*** MATERIAL PROVIDED ***

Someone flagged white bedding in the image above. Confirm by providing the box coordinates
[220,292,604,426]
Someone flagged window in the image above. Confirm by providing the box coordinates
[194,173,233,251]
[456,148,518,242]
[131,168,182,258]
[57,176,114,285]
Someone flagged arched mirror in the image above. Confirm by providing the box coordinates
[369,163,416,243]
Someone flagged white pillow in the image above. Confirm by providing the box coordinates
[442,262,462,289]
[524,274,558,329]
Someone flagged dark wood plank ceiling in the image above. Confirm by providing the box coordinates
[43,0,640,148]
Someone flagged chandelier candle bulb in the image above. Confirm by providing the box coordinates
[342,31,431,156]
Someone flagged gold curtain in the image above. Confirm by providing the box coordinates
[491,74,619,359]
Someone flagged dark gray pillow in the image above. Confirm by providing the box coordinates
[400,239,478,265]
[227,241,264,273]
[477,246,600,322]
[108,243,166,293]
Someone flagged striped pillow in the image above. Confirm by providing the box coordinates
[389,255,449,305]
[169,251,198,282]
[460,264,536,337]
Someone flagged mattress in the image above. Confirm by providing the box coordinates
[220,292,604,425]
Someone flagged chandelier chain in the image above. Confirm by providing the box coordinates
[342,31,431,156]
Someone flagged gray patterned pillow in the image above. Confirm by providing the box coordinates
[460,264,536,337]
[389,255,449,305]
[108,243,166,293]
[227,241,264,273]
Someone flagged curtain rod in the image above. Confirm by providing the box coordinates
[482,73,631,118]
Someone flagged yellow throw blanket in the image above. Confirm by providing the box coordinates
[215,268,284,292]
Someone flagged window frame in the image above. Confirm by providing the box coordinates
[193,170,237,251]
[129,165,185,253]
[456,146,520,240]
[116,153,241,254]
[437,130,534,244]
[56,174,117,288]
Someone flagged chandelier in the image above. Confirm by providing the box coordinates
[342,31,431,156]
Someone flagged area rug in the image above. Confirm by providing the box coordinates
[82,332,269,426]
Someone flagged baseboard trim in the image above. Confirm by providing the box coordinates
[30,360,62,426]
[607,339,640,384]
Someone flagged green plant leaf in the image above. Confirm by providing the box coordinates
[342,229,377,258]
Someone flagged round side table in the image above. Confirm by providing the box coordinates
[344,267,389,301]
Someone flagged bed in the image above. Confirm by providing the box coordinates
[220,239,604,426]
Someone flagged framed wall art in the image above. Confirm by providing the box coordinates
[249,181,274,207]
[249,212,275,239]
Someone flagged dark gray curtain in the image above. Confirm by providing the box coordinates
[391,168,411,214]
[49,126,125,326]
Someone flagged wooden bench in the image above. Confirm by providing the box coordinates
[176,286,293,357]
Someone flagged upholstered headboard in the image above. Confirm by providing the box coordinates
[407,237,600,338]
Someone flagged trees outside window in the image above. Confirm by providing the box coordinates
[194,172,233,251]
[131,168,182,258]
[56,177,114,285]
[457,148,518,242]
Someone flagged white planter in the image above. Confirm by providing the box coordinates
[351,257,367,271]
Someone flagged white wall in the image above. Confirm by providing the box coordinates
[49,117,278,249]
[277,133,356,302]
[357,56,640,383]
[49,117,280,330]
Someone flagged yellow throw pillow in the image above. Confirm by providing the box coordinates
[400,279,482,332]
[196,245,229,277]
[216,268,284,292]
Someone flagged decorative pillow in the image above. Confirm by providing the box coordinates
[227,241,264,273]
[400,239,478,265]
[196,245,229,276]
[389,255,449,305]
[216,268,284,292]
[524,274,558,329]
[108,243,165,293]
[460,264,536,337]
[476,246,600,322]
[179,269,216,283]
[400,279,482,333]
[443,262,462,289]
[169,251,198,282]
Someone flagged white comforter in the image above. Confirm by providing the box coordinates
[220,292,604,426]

***

_GIVEN TASK_
Please print every one of the lines above again, word for word and in the same order.

_WRITTEN RESPONSE_
Someone flagged white bedding in the image above. Confirm by providing the box coordinates
[220,292,604,426]
Someone flagged window in the image above. Confirm by providing the box coordinates
[194,173,233,251]
[456,148,518,242]
[131,168,182,258]
[57,176,114,285]
Someone flagged arched mirror in the image above. Confirm by providing the box coordinates
[369,163,416,243]
Someone flagged white pillow in the image above. Confirm by providing the box coordinates
[442,262,462,289]
[524,274,558,329]
Someone flagged dark wood plank ceiling in the image above. Confirm by providing the box coordinates
[43,0,640,148]
Someone flagged chandelier candle bulb in the image above. Confirm by providing the box coordinates
[342,31,431,156]
Someone flagged gold curtain in the image above. Confirm by providing the box coordinates
[491,74,619,359]
Someone flagged dark gray pillow in the image above. Confirm by providing the box coordinates
[400,239,478,265]
[227,241,264,273]
[477,246,600,322]
[108,243,166,293]
Someone flagged striped pillow in the image above. Confirm by providing the box coordinates
[389,255,449,305]
[169,251,198,282]
[460,264,536,337]
Someone flagged mattress in the image above. Confirm by providing the box coordinates
[220,292,604,425]
Someone flagged chandelier chain in the image above. Confirm by providing the box coordinates
[342,31,431,156]
Someone flagged gray patterned pillow in the image above. Confirm by providing the box coordinates
[460,264,536,337]
[389,255,449,305]
[108,243,166,293]
[227,241,264,273]
Someone flagged curtain rod in the image above. Confirm by providing the box coordinates
[482,73,631,118]
Someone flagged yellow throw blanket in the image above. Confirm by providing the box coordinates
[215,268,284,292]
Someone flagged window frame in the image above. Confirm by providing the box coordinates
[193,170,237,251]
[129,165,185,253]
[456,146,520,240]
[116,153,241,254]
[437,130,534,244]
[56,174,117,288]
Someone flagged chandelier in the image above. Confirm by providing the box coordinates
[342,31,431,156]
Someone flagged area rug in the image above. Confirm by providing the box coordinates
[82,332,269,426]
Someone flagged baseboard trim in the image above. Confirm by providing the box coordinates
[30,360,62,426]
[607,339,640,384]
Someone flagged green plant leaf in the image above. Confirm by providing the box coordinates
[342,229,377,258]
Someone flagged round side table in the image above. Confirm by providing the box coordinates
[344,267,389,301]
Someone flagged bed in the image above. Confirm by providing the box coordinates
[220,239,604,426]
Someone flagged framed wall art in the image above. Confirm by providing the box coordinates
[249,181,274,207]
[249,212,275,239]
Someone flagged dark gray curtain in the image above. Confirm by providing the box coordinates
[391,168,411,214]
[49,126,125,326]
Someone flagged wooden bench in the image above. Confirm by providing the box coordinates
[176,286,293,357]
Someone flagged upholstered headboard in the image above. Confirm by providing the box coordinates
[407,237,600,338]
Someone flagged trees outside window in the image above. Confirm by providing the box coordinates
[194,172,233,251]
[131,168,182,258]
[56,177,114,285]
[457,148,518,242]
Someone flagged white planter in the image above. Confirm by providing the box coordinates
[351,257,367,271]
Someone flagged white wall in the image above. Confirm by providing the box coordinates
[49,117,278,249]
[277,133,356,302]
[357,56,640,383]
[49,117,280,330]
Someone flagged yellow throw pillow in the image above. Confirm by providing the box coordinates
[400,279,482,332]
[196,245,229,277]
[216,268,284,292]
Someone flagged decorative pillow in the image above. Confirm by providing the box coordinates
[227,241,264,273]
[400,239,478,265]
[196,245,229,276]
[389,255,449,305]
[216,268,284,292]
[524,274,558,329]
[108,243,165,293]
[460,264,536,337]
[476,246,600,322]
[179,269,216,283]
[400,279,482,333]
[443,262,462,289]
[169,251,198,282]
Someone flagged white comforter in the image above. Confirm by providing the box coordinates
[220,292,604,426]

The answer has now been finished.